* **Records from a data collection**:
....................

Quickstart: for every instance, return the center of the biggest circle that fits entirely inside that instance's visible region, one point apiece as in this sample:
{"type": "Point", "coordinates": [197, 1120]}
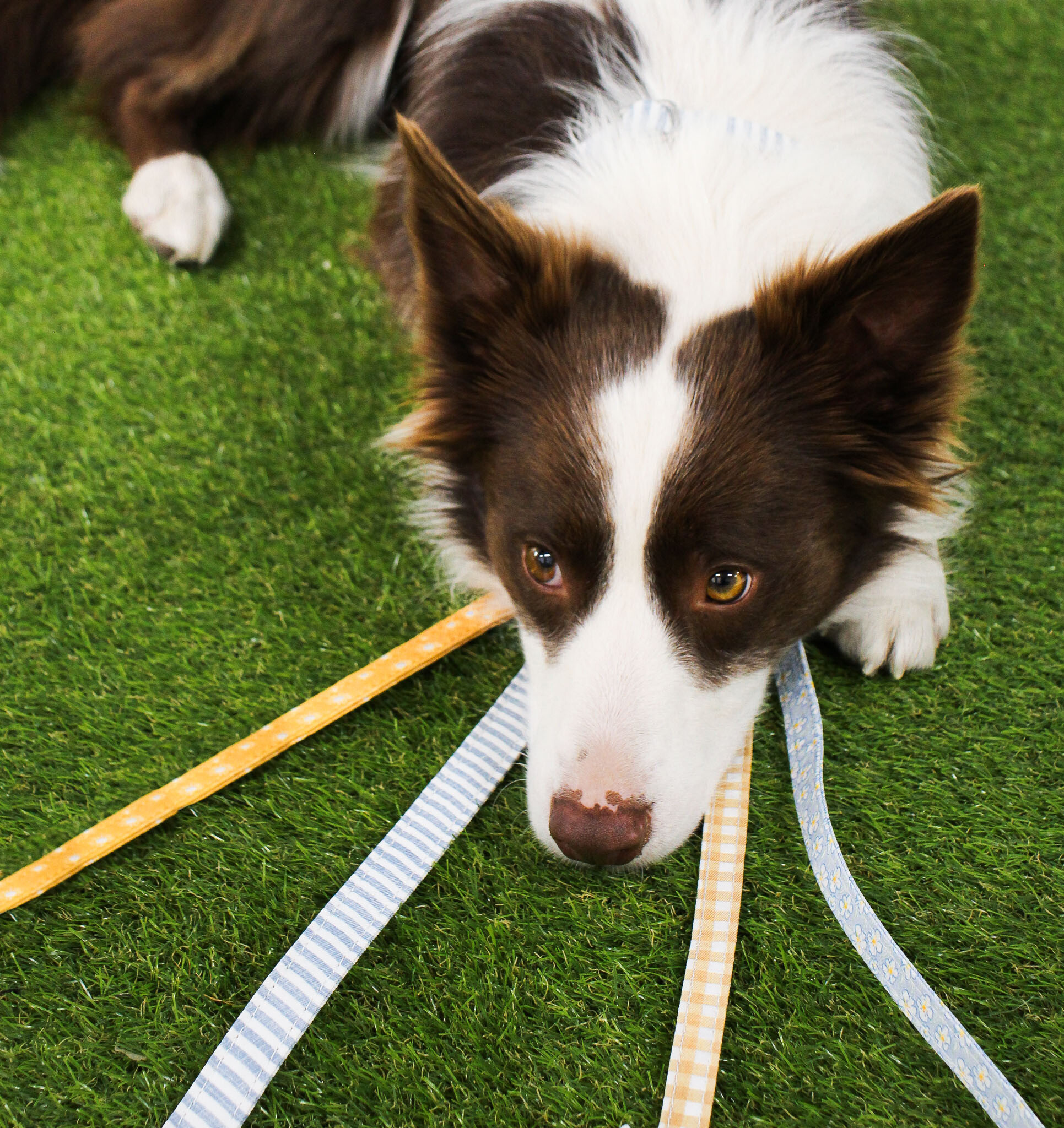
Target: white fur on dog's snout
{"type": "Point", "coordinates": [179, 207]}
{"type": "Point", "coordinates": [619, 710]}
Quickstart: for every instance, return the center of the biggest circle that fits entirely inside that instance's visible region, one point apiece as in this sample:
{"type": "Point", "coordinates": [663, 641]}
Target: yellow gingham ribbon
{"type": "Point", "coordinates": [695, 1060]}
{"type": "Point", "coordinates": [700, 1024]}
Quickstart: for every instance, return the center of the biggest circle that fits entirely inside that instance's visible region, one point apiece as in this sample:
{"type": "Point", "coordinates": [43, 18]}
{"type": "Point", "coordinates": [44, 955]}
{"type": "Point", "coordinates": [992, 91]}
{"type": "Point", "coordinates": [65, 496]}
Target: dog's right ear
{"type": "Point", "coordinates": [489, 286]}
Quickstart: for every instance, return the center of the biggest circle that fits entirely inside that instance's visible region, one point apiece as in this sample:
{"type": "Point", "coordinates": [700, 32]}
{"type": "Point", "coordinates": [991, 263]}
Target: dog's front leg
{"type": "Point", "coordinates": [175, 201]}
{"type": "Point", "coordinates": [899, 617]}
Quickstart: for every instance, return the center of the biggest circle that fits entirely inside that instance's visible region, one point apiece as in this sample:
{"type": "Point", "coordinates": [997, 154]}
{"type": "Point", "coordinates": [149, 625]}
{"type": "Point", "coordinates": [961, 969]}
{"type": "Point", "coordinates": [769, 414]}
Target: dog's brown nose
{"type": "Point", "coordinates": [599, 835]}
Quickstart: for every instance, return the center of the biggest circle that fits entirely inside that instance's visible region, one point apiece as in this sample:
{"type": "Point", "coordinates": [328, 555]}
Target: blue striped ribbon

....................

* **Job**:
All of the records need repeating exactly, except for the pictures.

* **The response**:
Quickstart: for every instance, return the center of the biggest circle that fits entirely inside that instance's visible region, one point apiece as in this sample:
{"type": "Point", "coordinates": [197, 1120]}
Target: white fur on dog's snout
{"type": "Point", "coordinates": [179, 207]}
{"type": "Point", "coordinates": [619, 710]}
Quickstart: for every instance, return the center of the biggest circle that fits entirely inside that instance's visible region, one point apiece as in this sample:
{"type": "Point", "coordinates": [663, 641]}
Target: yellow gingham ribbon
{"type": "Point", "coordinates": [695, 1060]}
{"type": "Point", "coordinates": [700, 1024]}
Quickstart: for every instance, return the center of the biggest circle that fits entirely inside that instance's visible region, one point apiece as in this sample:
{"type": "Point", "coordinates": [43, 18]}
{"type": "Point", "coordinates": [44, 955]}
{"type": "Point", "coordinates": [992, 91]}
{"type": "Point", "coordinates": [65, 496]}
Target: dog's right ear
{"type": "Point", "coordinates": [489, 286]}
Quickstart: for every instance, return the center of the biggest circle that fits entirely inside that instance's visible region, one point apiece as in this sample:
{"type": "Point", "coordinates": [700, 32]}
{"type": "Point", "coordinates": [991, 263]}
Target: dog's front leg
{"type": "Point", "coordinates": [175, 201]}
{"type": "Point", "coordinates": [899, 617]}
Quickstart: for every instance, return the center of the biggest circle that fits entirely inside that instance's visible region, one point apiece as in this sample:
{"type": "Point", "coordinates": [997, 154]}
{"type": "Point", "coordinates": [149, 625]}
{"type": "Point", "coordinates": [961, 969]}
{"type": "Point", "coordinates": [769, 414]}
Target: dog's brown nose
{"type": "Point", "coordinates": [599, 835]}
Quickstart: for every instance, return the center of the biggest circle that fits entirely inside that instance's visible region, one point apiece as in this sample:
{"type": "Point", "coordinates": [328, 555]}
Target: blue striped ribbon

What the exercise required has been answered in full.